[Start RECORDS FOR THE EXERCISE]
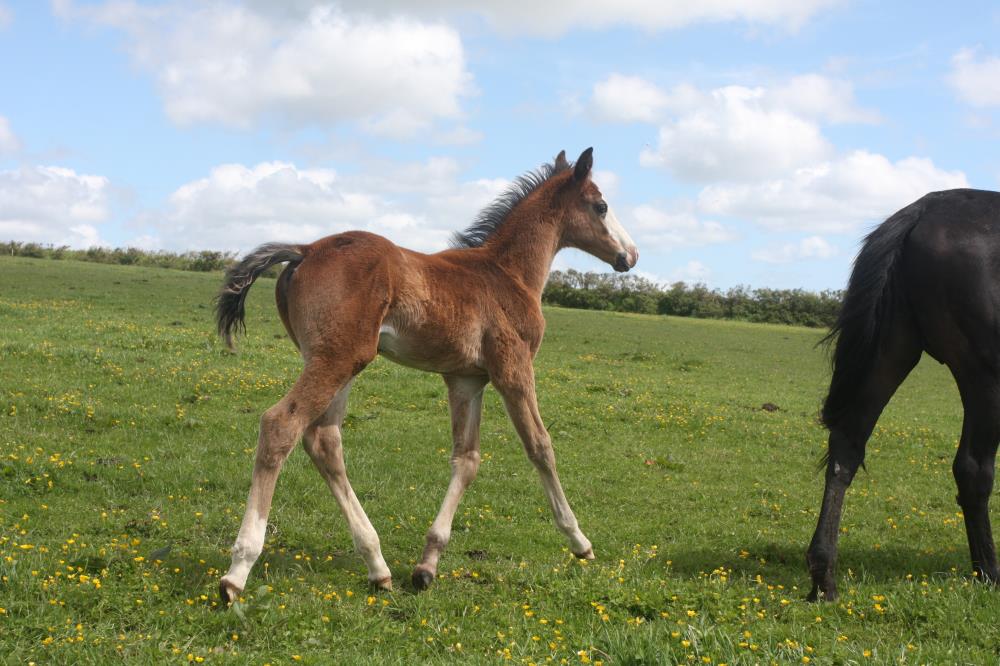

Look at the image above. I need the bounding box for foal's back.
[276,231,544,374]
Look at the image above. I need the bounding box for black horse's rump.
[806,189,1000,600]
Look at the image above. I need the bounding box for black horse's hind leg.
[806,331,921,601]
[952,369,1000,583]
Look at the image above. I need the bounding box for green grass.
[0,258,1000,664]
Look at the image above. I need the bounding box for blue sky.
[0,0,1000,290]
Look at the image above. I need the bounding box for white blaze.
[604,206,635,254]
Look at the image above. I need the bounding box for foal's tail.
[215,243,305,349]
[822,199,924,428]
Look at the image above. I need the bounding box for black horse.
[806,189,1000,601]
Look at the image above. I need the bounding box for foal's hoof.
[411,567,434,590]
[219,578,243,606]
[368,576,392,592]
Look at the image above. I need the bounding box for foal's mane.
[451,157,573,248]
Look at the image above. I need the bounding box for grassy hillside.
[0,258,984,664]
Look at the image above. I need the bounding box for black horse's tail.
[822,199,925,428]
[215,243,305,349]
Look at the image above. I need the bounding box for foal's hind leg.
[413,375,488,590]
[303,383,392,590]
[806,333,921,601]
[219,360,362,603]
[952,367,1000,583]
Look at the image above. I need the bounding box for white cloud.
[0,116,21,157]
[767,74,881,123]
[0,166,110,248]
[625,204,737,250]
[698,150,968,233]
[752,236,837,264]
[639,86,833,182]
[144,158,508,252]
[55,0,471,137]
[316,0,841,37]
[948,49,1000,107]
[669,259,712,284]
[590,74,880,123]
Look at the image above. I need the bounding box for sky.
[0,0,1000,290]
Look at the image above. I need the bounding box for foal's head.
[555,148,639,272]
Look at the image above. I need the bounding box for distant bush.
[542,270,843,327]
[0,241,843,327]
[0,241,236,272]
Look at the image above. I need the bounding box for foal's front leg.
[492,364,594,560]
[413,375,488,590]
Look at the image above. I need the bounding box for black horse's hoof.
[411,568,434,590]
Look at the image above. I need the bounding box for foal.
[216,148,639,602]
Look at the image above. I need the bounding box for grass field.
[0,258,1000,664]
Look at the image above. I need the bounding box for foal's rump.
[215,231,401,348]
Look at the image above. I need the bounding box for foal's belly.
[378,324,482,374]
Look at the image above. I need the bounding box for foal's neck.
[488,200,562,301]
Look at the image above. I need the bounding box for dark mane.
[451,157,572,248]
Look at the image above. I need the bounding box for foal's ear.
[573,148,594,183]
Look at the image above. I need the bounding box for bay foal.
[216,148,639,602]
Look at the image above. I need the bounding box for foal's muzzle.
[612,248,639,273]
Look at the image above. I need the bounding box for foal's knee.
[451,451,481,485]
[257,403,301,469]
[524,435,556,472]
[End RECORDS FOR THE EXERCISE]
# YOUR TASK:
Rewrite the material above with every "black horse" changed to "dark horse" and everything else left as it is, omitting the pictures.

# EXERCISE ANSWER:
Look at the image above. I need the bounding box for foal's back.
[276,231,544,374]
Look at the image above. I need the bounding box for dark horse's rump.
[806,189,1000,600]
Look at the image above. I need the bounding box for dark horse's hind leg.
[806,331,921,601]
[952,369,1000,583]
Look at the image above. I need the bounding box for green grass.
[0,258,1000,664]
Look at the image above. I need the bounding box for blue sky.
[0,0,1000,290]
Look at the image above. I need the bounding box for white blaze.
[604,206,635,254]
Look at the image above. I need the bounding box for foal's tail.
[215,243,305,349]
[822,199,924,428]
Look at the image above. I need the bounding box for dark horse.
[806,189,1000,601]
Look at the image above. I need the bounding box for foal's hoof.
[411,567,434,590]
[219,578,243,606]
[368,576,392,592]
Look at the image above. I need the bounding box for foal's mane.
[451,157,573,248]
Look at the image above. I need the bounding box for grassy hillside.
[0,258,984,664]
Look at the image above. I need the bounding box for dark horse's tail.
[822,199,925,428]
[215,243,305,349]
Look at the image above. I need the bounding box for foal's hind leg.
[413,375,488,590]
[303,383,392,590]
[806,333,921,601]
[219,360,362,603]
[952,367,1000,583]
Look at the image above. I need the bounding box for white cloud.
[0,116,21,157]
[767,74,881,123]
[0,166,110,248]
[625,204,737,250]
[698,150,968,233]
[752,236,837,264]
[639,86,833,182]
[144,158,508,252]
[55,0,471,137]
[316,0,841,37]
[948,49,1000,107]
[669,259,712,284]
[590,74,880,123]
Look at the image above. I need the bounding box for sky.
[0,0,1000,290]
Look at the image above. I need the bounding box for foal's head.
[555,148,639,272]
Look at the image above. I need the bounding box for distant bush.
[542,270,843,327]
[0,241,843,327]
[0,241,236,272]
Look at the image above. I need the bounding box for foal's front leg.
[492,364,594,560]
[413,375,488,590]
Look at the image above. I need the bounding box for dark horse's hoof.
[411,568,434,590]
Look at the image above. I need the bounding box for foal.
[216,148,639,602]
Look at the image above. I need the bounding box for grass field.
[0,258,1000,664]
Look at the image above. I need the bounding box for foal's rump.
[215,231,401,348]
Look at the image above. I need the bounding box for foal's belly.
[378,324,482,374]
Look at the image above. I need the bounding box for foal's neck.
[488,200,562,301]
Look at the image above. I need the bounding box for dark mane.
[451,157,572,248]
Look at the image above. I need the bounding box for foal's ear.
[573,148,594,183]
Look at the image above. I need the bounding box for bay foal.
[216,148,639,602]
Look at the image above. I need the bounding box for foal's muzzle.
[612,248,639,273]
Look at the image above. I need the bounding box for foal's knee.
[451,451,481,485]
[257,403,301,469]
[524,435,556,472]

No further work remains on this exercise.